Tell us about yourself/yourselves and your background?
I was born in Queensland but grew up in Tasmania – that makes me a “Two Headed Banana Bender” by the way (ask an Aussie what that means!) I graduated Dux of my class at Roseworthy in South Australia before gaining vintage experience at Seppelts Great Western in Victoria and Eaglehawk in the Clare.
I joined Heemskerk/ Louis Roederer in Pipers Brook, Tasmania, gaining sparkling experience doing vintage for Roederer Estate in California. I became an assistant winemaker, then winemaker of Yellowglen in Ballarat Victoria and a group sparkling winemaker at Mildara Blass in the Barossa. As well as completing four years as a winemaker and manager at Rothbury Estate in the Hunter Valley.
The Taylor family approached me and I joined their business in 1999 as senior winemaker and so this year was my 22nd vintage at Wakefield Wines, a wonderful journey indeed.
Tell us about your key influencers and where your inspiration comes from?
My father had a love of wine so we were exposed to it as an everyday part of meal time and the table from an early age. Andrew Pirie must get a mention too. One of the early pioneers in the pursuit of cool climate perfection in Australian winemaking.

*Exercise tasks:*
1/ Answer these questions from the winemaker interview:
(a) Where did the winemaker graduate Dux of the class?
(b) In what year did the winemaker join the Taylor family's business?
(c) Which early cool climate pioneer does the winemaker mention by name?
2/ Pick up the winemaker interview after its final sentence and continue it in the same question-and-answer style.
The records that come next have nothing to do with this text.

*Listed records:*
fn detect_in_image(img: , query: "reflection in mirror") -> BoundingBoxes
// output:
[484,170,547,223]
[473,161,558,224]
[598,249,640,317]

...

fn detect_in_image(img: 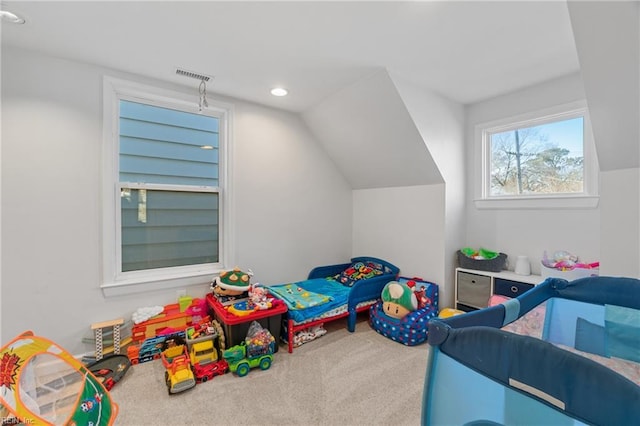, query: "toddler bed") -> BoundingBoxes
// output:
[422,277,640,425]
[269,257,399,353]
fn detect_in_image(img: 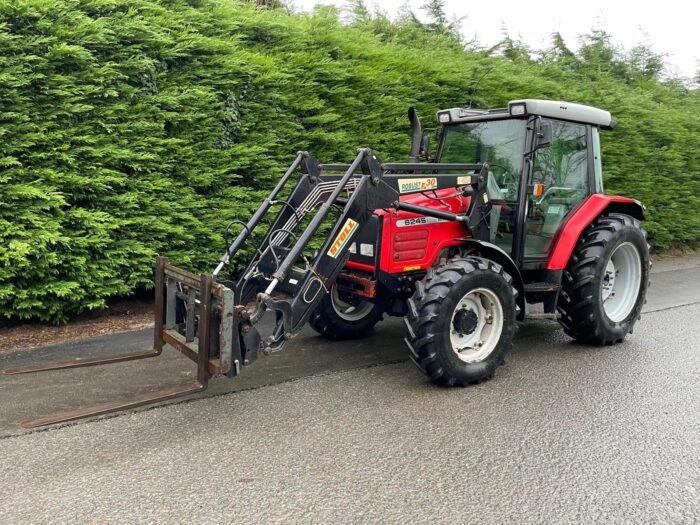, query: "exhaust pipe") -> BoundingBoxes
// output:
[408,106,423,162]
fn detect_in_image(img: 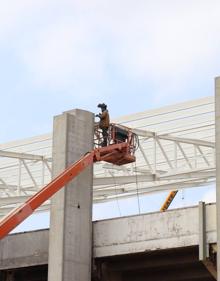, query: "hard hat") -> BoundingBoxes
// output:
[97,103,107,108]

*Answer list:*
1/
(a) Roseworthy in South Australia
(b) 1999
(c) Andrew Pirie

2/
I’m a sucker for the classics, so I study various producers regularly through their wines. Frank Sinatra and Bono from U2 is the music I relax with when I study Vasse Felix Chardonnay, anything from Henschke, Howard Park and Tyrrells. I am also excited by what’s happening locally, particularly the Rieslingfreak guy (John Hughes). I have a soft spot for French Cabernet and Merlot. A French friend insists the greatest wines of France are in Saint-Emilion and the Loire Valley, so I must visit them both next when international travel is back on the cards.
Tell us about your range and about Wakefield. How many wines do you have and how are they different?
Wakefield has three core ranges of wine from Promised Land our entry level wines, and Wakefield Estate Label which are the heart and soul of our wine business, up to St Andrews which is some of our best work in the premium end.
Then we have other newer ranges like Jaraman and of course our icon wines, The Visionary, The Pioneer and The Legacy. We also have some exciting new wines coming in the future, so watch this space!
Underpinning all of these wines is our aim to over deliver on expectation (at the price point) and to aspire to be some of the best examples of the variety and region from Australia.
Which one is your favourite? Or do you tend to drink different wines depending on the occasion or mood?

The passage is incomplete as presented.